TASK INSTRUCTIONS => Return every line of the items below that contains the word "brown".

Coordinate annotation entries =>

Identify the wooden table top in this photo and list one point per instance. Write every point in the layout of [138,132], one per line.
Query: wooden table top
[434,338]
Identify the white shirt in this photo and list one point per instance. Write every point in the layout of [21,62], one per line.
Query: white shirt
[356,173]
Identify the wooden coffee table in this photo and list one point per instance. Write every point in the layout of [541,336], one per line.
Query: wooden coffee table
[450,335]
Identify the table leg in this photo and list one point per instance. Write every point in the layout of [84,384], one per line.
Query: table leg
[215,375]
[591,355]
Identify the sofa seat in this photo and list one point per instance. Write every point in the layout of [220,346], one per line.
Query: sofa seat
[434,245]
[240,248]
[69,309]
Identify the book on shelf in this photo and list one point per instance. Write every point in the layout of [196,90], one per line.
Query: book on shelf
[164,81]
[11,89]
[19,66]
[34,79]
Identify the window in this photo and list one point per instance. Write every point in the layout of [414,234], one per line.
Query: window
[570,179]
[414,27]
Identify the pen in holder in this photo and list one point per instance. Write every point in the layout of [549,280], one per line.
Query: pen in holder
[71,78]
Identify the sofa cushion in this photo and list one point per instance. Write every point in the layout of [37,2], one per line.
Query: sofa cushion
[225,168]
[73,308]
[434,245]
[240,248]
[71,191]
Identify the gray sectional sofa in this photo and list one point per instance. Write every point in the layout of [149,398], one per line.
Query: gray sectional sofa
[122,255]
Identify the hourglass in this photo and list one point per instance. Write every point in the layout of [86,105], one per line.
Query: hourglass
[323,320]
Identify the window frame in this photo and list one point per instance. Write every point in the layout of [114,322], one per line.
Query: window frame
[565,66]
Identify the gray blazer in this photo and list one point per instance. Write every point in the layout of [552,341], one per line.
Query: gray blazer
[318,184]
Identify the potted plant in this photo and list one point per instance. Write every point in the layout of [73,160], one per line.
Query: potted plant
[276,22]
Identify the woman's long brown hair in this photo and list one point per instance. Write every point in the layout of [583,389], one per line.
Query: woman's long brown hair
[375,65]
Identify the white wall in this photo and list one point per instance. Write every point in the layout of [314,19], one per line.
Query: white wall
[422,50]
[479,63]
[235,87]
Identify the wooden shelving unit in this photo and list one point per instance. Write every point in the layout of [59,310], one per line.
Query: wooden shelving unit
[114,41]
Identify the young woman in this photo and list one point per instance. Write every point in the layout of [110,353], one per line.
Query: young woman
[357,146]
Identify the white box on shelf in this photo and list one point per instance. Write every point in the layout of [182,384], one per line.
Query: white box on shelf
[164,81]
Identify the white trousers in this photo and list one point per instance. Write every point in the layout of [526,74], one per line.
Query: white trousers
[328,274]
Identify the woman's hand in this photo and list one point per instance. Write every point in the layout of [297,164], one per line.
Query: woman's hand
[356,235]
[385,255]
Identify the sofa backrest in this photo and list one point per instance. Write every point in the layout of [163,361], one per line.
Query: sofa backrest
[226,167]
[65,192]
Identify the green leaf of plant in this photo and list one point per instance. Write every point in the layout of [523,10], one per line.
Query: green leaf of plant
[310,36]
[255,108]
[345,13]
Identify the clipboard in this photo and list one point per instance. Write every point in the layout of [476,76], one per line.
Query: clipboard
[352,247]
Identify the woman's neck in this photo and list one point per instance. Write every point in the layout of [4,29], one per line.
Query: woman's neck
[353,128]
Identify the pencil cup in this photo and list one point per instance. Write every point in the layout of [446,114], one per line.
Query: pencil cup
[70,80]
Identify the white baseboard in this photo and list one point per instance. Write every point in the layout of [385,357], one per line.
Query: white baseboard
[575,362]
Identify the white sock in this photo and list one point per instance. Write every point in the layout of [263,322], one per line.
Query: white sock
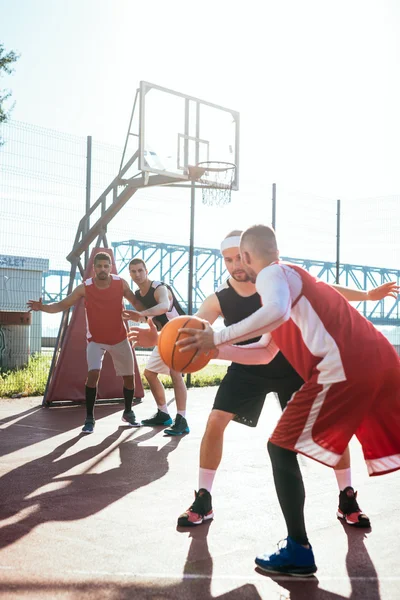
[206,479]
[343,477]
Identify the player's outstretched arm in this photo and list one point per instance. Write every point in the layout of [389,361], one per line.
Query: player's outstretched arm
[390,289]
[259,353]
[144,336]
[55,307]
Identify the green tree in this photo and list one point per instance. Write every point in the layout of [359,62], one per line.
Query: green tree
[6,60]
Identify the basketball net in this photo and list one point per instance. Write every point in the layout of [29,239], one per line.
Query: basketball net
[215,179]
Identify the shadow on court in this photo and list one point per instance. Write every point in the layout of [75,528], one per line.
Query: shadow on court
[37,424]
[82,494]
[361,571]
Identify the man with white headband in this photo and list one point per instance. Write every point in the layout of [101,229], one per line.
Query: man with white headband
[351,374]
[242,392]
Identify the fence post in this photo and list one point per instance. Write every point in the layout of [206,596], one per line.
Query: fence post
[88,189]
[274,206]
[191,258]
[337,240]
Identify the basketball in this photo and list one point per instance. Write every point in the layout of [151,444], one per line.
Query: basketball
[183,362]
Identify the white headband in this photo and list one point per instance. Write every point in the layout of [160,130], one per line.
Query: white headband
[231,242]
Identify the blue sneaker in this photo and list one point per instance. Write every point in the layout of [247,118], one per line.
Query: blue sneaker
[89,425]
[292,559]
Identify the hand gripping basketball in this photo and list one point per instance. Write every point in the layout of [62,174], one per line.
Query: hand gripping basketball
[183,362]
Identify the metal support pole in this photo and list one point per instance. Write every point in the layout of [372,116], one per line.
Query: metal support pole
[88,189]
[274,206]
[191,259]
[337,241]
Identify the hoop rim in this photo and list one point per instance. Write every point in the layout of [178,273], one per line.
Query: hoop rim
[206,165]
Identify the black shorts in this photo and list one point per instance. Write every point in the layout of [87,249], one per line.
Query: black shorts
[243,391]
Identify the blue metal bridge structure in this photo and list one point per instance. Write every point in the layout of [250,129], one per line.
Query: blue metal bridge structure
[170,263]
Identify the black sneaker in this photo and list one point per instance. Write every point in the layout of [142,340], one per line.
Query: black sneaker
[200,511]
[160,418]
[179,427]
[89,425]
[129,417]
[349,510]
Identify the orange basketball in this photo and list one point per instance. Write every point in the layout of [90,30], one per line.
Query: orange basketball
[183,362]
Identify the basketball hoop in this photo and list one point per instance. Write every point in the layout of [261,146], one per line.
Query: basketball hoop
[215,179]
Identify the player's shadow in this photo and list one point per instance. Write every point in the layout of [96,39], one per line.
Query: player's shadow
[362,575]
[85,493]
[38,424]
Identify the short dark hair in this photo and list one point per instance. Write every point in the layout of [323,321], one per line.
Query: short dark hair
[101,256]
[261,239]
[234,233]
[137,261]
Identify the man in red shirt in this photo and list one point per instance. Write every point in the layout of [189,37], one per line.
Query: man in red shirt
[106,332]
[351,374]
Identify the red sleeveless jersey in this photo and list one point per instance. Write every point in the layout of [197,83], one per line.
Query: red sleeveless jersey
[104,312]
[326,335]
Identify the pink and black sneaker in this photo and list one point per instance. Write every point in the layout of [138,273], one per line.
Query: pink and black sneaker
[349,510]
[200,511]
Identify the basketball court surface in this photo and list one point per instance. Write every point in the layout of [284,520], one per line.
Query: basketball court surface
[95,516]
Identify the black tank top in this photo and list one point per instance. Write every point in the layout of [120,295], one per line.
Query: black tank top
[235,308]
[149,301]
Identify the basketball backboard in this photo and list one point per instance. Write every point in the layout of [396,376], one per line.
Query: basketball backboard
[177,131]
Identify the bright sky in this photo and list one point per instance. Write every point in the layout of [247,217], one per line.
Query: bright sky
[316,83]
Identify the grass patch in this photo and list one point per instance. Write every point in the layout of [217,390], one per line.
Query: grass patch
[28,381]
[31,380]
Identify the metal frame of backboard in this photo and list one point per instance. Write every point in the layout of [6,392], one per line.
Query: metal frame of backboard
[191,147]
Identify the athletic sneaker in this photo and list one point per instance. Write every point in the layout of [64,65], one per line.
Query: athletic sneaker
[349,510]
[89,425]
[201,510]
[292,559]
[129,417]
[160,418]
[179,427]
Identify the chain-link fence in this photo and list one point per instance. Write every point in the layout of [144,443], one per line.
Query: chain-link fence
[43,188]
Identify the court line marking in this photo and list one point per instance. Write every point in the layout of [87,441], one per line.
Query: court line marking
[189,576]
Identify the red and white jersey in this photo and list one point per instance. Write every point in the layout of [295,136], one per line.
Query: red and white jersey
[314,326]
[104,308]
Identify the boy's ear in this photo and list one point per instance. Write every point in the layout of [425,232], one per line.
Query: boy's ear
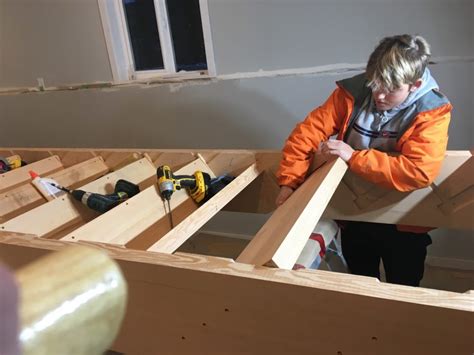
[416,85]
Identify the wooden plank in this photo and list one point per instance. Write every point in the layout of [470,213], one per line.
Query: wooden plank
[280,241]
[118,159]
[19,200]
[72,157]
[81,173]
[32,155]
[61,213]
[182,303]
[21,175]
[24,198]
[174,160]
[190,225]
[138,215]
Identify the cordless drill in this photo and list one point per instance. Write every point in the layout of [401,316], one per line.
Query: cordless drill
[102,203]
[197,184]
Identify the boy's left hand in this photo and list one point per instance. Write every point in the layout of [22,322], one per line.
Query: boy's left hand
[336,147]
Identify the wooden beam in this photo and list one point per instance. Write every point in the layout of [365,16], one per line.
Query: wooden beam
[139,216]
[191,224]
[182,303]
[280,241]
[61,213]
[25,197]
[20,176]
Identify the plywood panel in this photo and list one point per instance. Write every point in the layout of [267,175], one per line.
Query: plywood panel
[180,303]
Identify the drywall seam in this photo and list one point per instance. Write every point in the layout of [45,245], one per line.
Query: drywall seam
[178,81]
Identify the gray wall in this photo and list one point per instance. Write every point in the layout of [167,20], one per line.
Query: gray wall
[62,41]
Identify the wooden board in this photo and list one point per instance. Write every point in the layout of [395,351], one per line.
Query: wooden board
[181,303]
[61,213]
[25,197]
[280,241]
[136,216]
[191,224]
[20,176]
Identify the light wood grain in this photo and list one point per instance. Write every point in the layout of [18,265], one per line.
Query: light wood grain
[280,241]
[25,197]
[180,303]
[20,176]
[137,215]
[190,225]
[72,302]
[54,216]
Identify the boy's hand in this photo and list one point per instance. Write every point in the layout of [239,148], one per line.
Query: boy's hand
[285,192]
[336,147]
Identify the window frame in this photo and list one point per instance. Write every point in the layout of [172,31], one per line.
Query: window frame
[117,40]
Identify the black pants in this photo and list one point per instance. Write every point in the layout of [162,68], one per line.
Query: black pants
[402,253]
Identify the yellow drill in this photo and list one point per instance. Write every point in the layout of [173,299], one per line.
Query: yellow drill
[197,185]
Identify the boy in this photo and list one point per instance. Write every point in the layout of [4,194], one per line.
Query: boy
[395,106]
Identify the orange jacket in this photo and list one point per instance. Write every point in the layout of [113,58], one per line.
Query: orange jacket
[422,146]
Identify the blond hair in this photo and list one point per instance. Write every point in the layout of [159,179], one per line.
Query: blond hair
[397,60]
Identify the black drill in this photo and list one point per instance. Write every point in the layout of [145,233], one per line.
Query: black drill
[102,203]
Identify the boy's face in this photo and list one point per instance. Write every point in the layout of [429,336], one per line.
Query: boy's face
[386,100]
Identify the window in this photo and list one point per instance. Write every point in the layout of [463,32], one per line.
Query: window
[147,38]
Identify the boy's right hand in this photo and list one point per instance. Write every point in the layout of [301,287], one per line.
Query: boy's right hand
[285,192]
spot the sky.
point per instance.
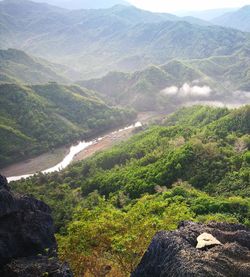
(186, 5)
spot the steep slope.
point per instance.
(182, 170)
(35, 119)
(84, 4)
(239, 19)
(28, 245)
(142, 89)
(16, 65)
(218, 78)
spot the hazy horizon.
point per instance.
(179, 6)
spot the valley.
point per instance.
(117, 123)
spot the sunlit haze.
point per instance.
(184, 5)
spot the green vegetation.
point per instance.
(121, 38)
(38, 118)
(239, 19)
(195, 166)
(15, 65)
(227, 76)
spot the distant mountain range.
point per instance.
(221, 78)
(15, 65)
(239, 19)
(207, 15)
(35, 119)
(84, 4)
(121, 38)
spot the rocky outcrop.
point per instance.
...
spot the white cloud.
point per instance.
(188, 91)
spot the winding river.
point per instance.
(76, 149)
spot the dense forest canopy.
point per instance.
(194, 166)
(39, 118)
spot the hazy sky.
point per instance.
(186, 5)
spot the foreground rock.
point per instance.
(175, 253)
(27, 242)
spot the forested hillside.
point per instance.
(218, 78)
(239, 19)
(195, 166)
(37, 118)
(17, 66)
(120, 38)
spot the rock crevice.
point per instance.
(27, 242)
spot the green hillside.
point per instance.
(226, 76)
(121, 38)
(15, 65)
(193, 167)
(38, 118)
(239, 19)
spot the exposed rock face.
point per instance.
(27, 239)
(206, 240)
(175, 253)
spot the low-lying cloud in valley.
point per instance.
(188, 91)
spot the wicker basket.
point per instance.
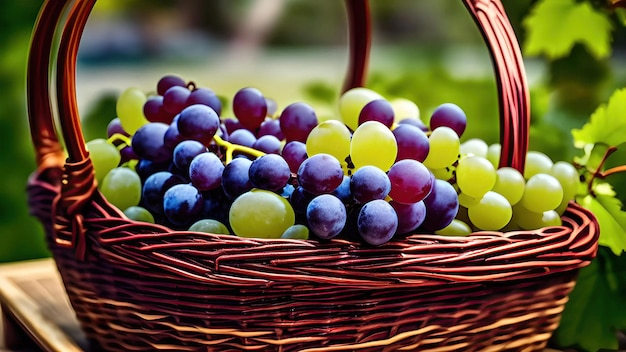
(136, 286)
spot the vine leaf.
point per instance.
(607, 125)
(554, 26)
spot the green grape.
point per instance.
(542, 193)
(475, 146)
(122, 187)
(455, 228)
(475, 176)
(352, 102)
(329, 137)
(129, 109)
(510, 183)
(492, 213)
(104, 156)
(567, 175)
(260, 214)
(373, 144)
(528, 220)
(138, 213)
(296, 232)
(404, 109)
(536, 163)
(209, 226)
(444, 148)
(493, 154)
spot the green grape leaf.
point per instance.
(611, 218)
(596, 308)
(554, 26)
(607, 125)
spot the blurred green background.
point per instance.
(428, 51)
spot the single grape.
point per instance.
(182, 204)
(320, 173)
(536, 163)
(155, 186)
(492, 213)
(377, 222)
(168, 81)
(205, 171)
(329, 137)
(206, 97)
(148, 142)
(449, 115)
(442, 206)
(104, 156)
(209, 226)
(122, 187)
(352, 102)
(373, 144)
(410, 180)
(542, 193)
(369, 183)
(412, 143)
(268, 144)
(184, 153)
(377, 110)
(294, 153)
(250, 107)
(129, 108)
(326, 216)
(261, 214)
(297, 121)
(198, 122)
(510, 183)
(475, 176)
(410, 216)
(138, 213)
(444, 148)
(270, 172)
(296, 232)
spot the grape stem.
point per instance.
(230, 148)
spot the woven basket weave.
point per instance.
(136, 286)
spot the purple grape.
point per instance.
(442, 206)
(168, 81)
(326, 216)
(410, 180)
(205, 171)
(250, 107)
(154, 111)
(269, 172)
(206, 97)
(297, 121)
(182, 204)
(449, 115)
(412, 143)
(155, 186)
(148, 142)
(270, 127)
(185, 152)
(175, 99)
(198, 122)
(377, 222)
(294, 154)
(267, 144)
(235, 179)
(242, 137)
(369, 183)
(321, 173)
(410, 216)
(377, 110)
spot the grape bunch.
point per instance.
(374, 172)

ANSWER TO THE PROBLEM =>
Identify the woman's long brown hair in this photo and list one point per instance. Write every point in the layout of [583,389], one per line.
Query: woman's long brown hair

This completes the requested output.